* [Document segment]:
A less violent transition is recorded in other sites where “Romanisation” may have happened progressively over many years. The Romano-British as a whole were a people transformed as much as conquered. At the time of the construction of Hadrian’s Wall in AD 122 this process had probably advanced as far as it could. By then, a new Roman road had been constructed running straight on lower ground parallel to the ancient Upper Icknield Way at the foot of our local Chiltern scarp, with villas all along the route. By the second century, villas were also occupied at locations scattered variously over the Chiltern Hills, and at special sites where the River Thames might be crossed. Two of these villas are very close to the wood. One at Bix is under a mile away.3 Another pair of villas in what is now the village of Harpsden lay only two miles to the south. A few pieces of good Roman jewellery have recently been unearthed between Harpsden and Bix by people using metal detectors.
A large complex of buildings, including a high-status villa, has been re-excavated at Yewden, about three miles to the east of the wood (close to my “snail walk”), and located at a former ford across the Thames; this was evidently a site of considerable strategic importance. A wealth of archaeological evidence uncovered there indicates an occupation spanning three centuries. The most extraordinary, but disturbing, discovery was a large number of skeletal remains of what are termed “perinatals”—infants who died after thirty-eight to forty weeks’ gestation. They are regarded as infanticides.4 One interpretation of this grisly archive is that the babies are the bones of unwanted offspring originating from a brothel that supplied “R&R” for off-duty soldiery. There is other evidence from Yewden attesting to the presence of military men who had served the Empire abroad, such as scarab talismans from Egypt.
However this history is eventually decoded, it is clear that our region of the Chiltern Hills was no longer part of any kind of wildwood in Romano-British times. It is inconceivable that those who lived at Harpsden were unaware of their near neighbours at Bix. Surely it is not mere speculation to envisage these people visiting one another to exchange gossip and goods; that is what our species does on Sunday afternoons. The Roman buildings in Harpsden, which are located in a valley, were probably built over newly felled forest. I like to think that the high ground at Bix remained open from Iron Age days, but I have no particular reason to support this supposition, other than the propensity for idleness that is another characteristic of many of our kind. If a widely held view that villas were built over the sites of preceding farms is correct, then the underlying landscape was comprised of fields rather than woods, and the familiar usage probably continued. The summing-up in my court of speculation is that Grim’s Dyke Wood had probably not become established in Romano-British times.
Empires decay, but rarely in grand style. When the era of the Roman Chilterns came to an end around AD 410, there was no single cataclysm. Local Britons did not immediately give up all the trappings of civilised Roman life, and pass over a threshold labelled “Dark Ages” to emerge 650 years later into medieval society. However, by the end of the fifth century and the beginning of the sixth the old order had disappeared. The population had declined after the prosperous centuries. Even coinage—always the archaeologist’s best evidence—was abandoned for a while in favour of barter and theft. Christianity had been spread from Rome in the second century, but now polytheistic paganism returned to England, as invading tribes moved in across the Channel from Germany.

* [Provided data]:

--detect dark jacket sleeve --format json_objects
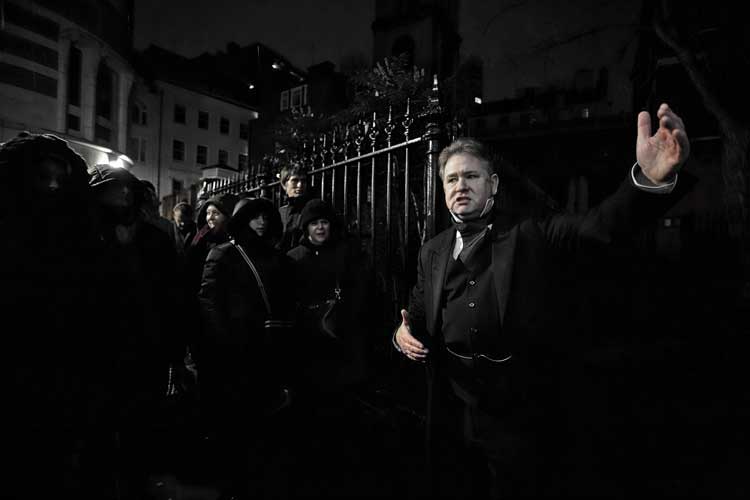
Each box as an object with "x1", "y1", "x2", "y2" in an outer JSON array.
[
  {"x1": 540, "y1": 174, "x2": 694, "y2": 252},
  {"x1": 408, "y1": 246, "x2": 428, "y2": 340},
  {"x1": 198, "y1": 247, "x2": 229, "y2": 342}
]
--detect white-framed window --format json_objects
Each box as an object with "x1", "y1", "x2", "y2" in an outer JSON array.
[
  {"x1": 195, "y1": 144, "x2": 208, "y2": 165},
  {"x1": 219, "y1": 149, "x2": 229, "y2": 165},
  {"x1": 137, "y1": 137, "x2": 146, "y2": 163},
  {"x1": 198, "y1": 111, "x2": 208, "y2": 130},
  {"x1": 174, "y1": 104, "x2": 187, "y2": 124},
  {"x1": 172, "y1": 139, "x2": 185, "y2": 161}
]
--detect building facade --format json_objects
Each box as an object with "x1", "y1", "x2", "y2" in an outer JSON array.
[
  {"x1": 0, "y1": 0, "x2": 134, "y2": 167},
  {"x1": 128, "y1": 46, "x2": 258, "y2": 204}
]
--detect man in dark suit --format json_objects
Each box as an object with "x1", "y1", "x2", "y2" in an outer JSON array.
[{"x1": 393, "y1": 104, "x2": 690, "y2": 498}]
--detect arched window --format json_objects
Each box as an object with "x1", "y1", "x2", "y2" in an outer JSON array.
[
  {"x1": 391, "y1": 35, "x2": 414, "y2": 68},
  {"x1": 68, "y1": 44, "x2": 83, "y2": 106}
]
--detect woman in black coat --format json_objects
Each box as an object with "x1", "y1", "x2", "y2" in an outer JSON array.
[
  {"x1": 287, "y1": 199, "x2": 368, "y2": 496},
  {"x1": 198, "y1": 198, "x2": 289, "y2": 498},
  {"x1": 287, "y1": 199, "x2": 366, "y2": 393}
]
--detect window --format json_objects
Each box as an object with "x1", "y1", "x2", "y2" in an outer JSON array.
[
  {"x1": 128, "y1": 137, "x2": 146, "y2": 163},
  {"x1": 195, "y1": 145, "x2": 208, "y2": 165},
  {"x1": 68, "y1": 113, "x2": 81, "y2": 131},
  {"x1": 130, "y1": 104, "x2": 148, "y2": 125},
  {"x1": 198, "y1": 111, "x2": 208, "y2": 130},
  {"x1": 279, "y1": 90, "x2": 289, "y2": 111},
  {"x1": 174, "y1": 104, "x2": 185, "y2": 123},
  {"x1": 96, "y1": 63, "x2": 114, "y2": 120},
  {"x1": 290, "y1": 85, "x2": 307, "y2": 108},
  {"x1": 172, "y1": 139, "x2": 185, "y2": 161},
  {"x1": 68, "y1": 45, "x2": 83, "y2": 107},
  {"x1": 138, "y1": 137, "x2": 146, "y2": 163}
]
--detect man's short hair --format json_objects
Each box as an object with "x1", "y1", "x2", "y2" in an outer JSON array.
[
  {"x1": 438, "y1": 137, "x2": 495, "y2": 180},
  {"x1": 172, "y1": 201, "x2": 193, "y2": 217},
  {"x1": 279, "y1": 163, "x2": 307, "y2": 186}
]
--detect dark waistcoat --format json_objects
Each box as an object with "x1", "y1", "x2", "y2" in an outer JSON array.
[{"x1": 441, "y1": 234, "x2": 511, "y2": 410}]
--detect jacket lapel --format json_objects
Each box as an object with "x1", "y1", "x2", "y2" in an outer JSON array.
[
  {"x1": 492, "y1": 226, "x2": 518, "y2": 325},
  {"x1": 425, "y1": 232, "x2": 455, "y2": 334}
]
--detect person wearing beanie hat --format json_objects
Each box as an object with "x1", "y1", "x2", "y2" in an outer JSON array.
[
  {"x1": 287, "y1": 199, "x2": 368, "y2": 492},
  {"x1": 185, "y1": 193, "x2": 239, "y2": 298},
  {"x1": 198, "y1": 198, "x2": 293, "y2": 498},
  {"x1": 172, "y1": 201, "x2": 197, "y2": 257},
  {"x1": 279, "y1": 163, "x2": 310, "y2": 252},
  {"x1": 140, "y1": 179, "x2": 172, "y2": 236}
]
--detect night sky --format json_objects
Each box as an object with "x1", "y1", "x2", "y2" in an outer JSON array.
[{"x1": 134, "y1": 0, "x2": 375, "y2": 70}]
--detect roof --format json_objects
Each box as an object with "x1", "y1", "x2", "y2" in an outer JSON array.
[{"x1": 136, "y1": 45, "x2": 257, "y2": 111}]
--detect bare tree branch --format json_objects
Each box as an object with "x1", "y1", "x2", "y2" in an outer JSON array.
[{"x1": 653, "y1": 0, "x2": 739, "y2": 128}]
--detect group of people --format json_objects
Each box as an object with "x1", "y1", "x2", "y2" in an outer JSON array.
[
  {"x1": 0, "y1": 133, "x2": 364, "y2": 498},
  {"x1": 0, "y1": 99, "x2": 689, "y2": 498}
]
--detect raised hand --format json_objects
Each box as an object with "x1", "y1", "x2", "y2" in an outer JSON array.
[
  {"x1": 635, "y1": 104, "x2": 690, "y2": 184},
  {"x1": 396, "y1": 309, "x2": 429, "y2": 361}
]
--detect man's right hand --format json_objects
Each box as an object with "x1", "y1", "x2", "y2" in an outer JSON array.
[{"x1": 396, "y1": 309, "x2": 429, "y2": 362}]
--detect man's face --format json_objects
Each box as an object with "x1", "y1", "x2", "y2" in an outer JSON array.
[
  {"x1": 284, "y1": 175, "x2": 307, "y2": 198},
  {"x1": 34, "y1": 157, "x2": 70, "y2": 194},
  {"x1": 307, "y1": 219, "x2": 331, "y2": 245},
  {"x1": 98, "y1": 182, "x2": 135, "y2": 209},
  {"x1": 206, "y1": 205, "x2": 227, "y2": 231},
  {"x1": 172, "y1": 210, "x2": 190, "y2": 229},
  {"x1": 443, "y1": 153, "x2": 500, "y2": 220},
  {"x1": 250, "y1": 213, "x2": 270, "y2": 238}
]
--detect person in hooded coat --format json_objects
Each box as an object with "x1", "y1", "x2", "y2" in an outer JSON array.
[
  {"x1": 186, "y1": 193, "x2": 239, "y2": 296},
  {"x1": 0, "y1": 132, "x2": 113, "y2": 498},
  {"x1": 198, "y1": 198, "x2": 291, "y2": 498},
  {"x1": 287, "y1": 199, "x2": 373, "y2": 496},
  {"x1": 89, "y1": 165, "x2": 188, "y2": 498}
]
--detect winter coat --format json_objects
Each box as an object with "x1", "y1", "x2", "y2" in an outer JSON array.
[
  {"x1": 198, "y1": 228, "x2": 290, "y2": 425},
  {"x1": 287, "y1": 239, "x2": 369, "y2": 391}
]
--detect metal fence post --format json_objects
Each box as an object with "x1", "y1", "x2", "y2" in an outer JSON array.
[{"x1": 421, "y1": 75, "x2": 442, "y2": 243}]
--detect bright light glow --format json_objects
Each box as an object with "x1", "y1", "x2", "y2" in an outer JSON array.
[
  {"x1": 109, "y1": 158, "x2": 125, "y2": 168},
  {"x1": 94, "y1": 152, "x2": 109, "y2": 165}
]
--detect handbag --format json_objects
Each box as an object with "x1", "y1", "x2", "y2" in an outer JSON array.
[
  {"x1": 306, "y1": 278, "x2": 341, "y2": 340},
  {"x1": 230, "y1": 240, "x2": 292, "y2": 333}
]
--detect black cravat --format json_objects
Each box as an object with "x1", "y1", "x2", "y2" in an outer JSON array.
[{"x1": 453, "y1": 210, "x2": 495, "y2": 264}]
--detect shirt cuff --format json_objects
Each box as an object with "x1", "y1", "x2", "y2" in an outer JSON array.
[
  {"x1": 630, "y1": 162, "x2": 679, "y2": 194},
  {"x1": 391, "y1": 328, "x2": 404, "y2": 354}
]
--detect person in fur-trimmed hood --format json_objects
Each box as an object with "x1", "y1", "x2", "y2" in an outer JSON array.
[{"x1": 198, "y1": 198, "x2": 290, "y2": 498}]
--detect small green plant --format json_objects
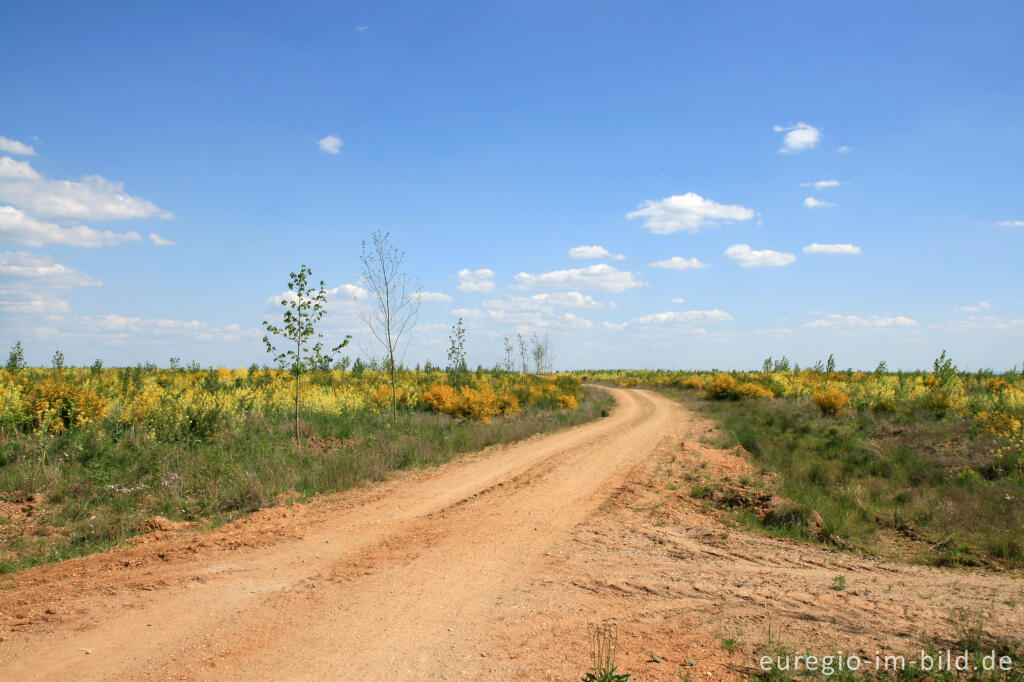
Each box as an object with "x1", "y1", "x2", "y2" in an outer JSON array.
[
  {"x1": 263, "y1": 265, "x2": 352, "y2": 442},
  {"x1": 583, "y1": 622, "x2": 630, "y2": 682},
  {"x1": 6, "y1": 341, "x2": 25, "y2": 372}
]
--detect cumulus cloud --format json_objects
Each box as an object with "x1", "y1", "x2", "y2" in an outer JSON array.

* [Directions]:
- A) Reproduce verbatim the portion of the Roman Chilterns passage that begins with "Empires decay, but" and ends after "Channel from Germany.".
- B) In the Roman Chilterns passage, how far from the wood is the Yewden site, and in which direction?
- C) Condense the paragraph of the Roman Chilterns passage that opens with "Empires decay, but rarely in grand style" into a bulleted list of its main facts.

* [Answers to the exercises]:
- A)
Empires decay, but rarely in grand style. When the era of the Roman Chilterns came to an end around AD 410, there was no single cataclysm. Local Britons did not immediately give up all the trappings of civilised Roman life, and pass over a threshold labelled “Dark Ages” to emerge 650 years later into medieval society. However, by the end of the fifth century and the beginning of the sixth the old order had disappeared. The population had declined after the prosperous centuries. Even coinage—always the archaeologist’s best evidence—was abandoned for a while in favour of barter and theft. Christianity had been spread from Rome in the second century, but now polytheistic paganism returned to England, as invading tribes moved in across the Channel from Germany.

- B) About three miles to the east.

- C)
- The Roman era in the Chilterns ended around AD 410, with no single cataclysm.
- Local Britons did not immediately abandon Roman ways of life.
- By the end of the fifth century and the beginning of the sixth, the old order had disappeared.
- The population had declined after the prosperous centuries.
- Coinage was abandoned for a while in favour of barter and theft.
- Christianity had spread from Rome in the second century. Polytheistic paganism now returned to England as invading tribes crossed the Channel from Germany.